╭──
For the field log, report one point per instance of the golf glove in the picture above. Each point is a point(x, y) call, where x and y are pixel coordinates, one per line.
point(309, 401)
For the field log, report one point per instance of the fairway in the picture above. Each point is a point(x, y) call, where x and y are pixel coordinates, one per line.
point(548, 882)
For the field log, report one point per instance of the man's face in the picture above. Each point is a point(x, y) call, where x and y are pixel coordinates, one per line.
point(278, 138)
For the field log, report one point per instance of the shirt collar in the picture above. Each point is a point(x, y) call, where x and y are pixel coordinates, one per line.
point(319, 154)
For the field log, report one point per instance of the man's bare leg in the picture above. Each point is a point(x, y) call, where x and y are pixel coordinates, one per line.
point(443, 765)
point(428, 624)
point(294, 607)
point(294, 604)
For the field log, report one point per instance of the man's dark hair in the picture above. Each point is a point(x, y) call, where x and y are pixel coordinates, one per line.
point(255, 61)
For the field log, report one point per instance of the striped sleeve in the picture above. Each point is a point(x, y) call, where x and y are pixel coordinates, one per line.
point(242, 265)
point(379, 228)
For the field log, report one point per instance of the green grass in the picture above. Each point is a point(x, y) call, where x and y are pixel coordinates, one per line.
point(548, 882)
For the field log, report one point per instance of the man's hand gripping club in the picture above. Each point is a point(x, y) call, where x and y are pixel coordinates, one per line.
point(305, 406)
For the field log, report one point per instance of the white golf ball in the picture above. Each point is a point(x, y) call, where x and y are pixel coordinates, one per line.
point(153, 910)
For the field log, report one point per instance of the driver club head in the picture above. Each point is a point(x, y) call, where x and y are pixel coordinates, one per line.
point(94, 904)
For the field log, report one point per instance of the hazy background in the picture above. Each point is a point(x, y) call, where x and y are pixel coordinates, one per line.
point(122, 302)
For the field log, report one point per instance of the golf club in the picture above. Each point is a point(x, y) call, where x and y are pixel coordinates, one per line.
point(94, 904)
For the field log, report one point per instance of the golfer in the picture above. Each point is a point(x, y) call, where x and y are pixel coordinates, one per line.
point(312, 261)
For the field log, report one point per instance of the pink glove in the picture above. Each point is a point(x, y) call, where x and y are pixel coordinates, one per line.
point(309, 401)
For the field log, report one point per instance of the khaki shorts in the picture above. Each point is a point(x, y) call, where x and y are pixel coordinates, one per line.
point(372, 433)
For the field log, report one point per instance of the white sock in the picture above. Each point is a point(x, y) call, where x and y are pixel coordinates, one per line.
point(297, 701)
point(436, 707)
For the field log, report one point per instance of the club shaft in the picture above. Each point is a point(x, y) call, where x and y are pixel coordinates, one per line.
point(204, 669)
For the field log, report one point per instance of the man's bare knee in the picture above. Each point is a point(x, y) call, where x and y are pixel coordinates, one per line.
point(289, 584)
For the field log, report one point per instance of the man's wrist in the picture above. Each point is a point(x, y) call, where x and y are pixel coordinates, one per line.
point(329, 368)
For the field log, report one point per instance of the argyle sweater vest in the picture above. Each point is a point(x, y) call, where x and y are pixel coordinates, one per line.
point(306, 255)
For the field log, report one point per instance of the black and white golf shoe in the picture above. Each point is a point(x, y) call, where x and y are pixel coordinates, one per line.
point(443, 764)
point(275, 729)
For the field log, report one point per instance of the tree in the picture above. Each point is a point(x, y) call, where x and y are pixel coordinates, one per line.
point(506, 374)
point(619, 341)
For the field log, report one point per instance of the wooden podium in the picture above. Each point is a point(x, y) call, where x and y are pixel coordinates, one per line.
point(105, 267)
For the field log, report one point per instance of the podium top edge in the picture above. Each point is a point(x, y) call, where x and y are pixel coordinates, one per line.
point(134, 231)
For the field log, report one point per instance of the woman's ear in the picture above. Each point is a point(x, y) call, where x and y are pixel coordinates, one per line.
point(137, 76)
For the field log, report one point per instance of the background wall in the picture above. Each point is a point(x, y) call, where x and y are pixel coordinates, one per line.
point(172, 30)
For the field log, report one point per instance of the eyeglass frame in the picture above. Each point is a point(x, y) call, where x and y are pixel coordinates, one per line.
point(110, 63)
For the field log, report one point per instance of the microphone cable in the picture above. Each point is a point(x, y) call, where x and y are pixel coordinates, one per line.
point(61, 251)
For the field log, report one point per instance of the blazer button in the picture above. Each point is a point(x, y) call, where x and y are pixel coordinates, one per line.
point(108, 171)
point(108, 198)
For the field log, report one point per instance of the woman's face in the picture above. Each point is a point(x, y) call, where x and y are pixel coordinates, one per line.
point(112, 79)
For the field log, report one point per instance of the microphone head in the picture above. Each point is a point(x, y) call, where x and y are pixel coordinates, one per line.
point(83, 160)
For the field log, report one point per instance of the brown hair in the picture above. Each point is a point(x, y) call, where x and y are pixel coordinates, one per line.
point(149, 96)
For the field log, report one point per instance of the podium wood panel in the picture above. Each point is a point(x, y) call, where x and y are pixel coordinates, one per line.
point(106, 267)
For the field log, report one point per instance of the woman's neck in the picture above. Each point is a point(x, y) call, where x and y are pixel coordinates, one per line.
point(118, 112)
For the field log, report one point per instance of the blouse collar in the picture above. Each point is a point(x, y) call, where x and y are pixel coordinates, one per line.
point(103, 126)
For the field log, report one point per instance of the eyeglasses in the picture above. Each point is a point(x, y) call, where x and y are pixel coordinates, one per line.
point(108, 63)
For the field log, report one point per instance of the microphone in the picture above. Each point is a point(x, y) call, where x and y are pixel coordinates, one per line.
╰──
» Written instruction
Recast the stretch of the records above that opens with the line containing "of the wooden" and closes with the line containing "point(105, 267)" as a numbered list, with any blank lines dropped.

» Finished task
1. For the field log, report one point per instance of the wooden podium in the picture above. Each point is a point(x, y) call, where x and y are pixel coordinates, one per line.
2. point(105, 267)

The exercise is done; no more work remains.